Work instructions: Extract the passage on organizing locally for maternity services word for word, starting at "5 How can we" and ending at "or pressure group.".

Passage to read:

↓↓↓

5 How can we get organised locally?
If you want to change something, get together with another person or gather together a group of like-minded people. If you are already connected into networks and interest groups, you have the makings of an interest group, lobbying group or pressure group.
It is good to have community groups and maternity units are stronger if they have a group of past services users who become friends of the unit.
Maternity services that have a multi-disciplinary partnership with service users at the centre, an MSLC or maternity voices partnership, are a resource to be supported and used.
You may want to set up a small action group or a sub-committee form an existing maternity committee to take forward an issue. (You could have a formal group embedded in the health system and a community action group that is more grass-roots and more independent. Make sure there is communication between the two groups for maximum impact.)

↑↑↑

Supplied material:

↓↓↓

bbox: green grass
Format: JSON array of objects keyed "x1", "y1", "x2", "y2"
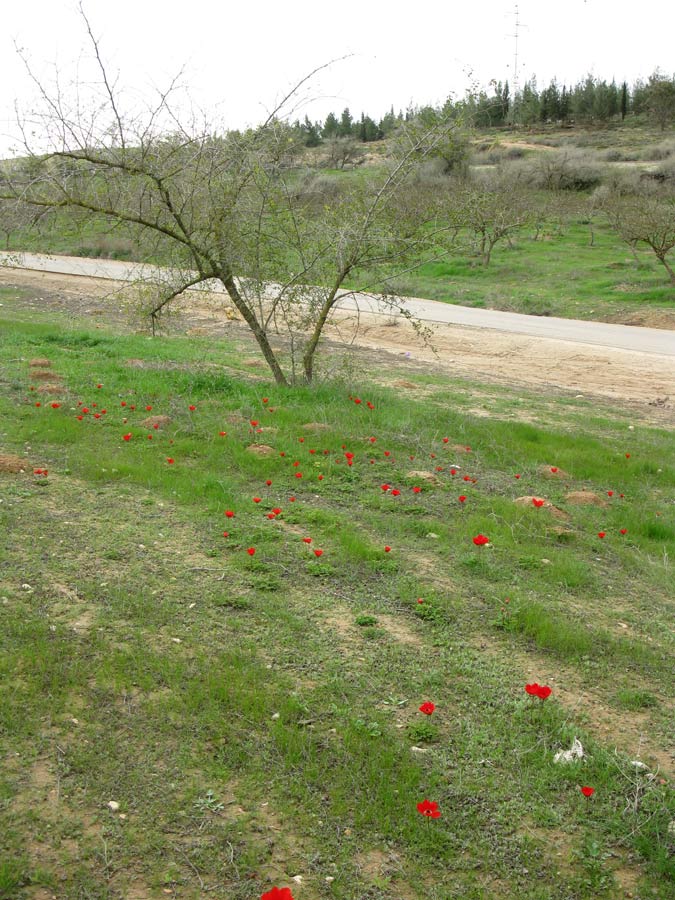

↑↑↑
↓↓↓

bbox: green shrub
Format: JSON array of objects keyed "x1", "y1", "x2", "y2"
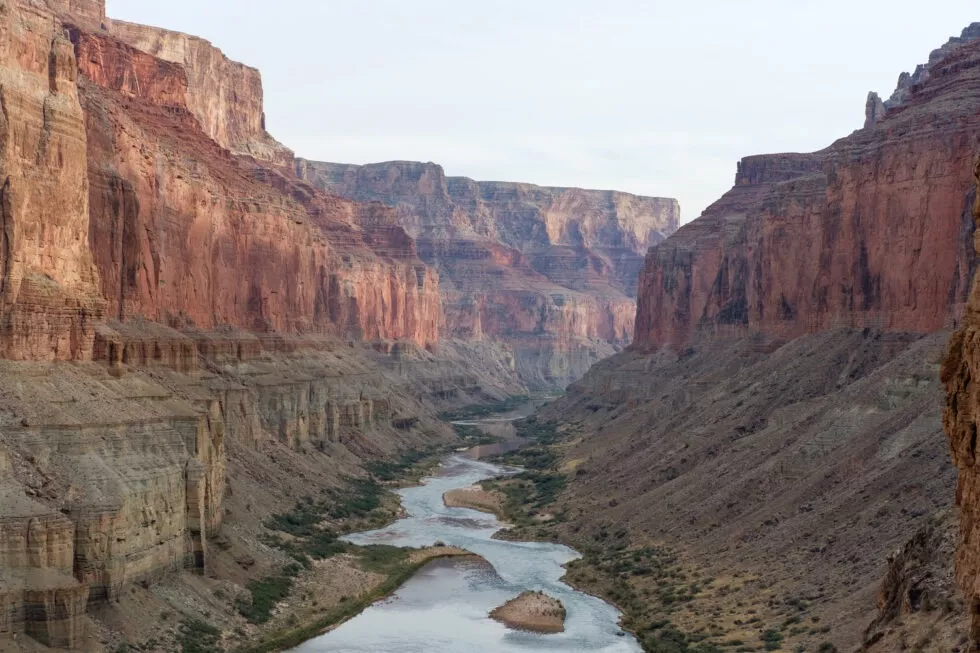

↑↑↑

Worked solution:
5 How can we get organised locally?
If you want to change something, get together with another person or gather together a group of like-minded people. If you are already connected into networks and interest groups, you have the makings of an interest group, lobbying group or pressure group.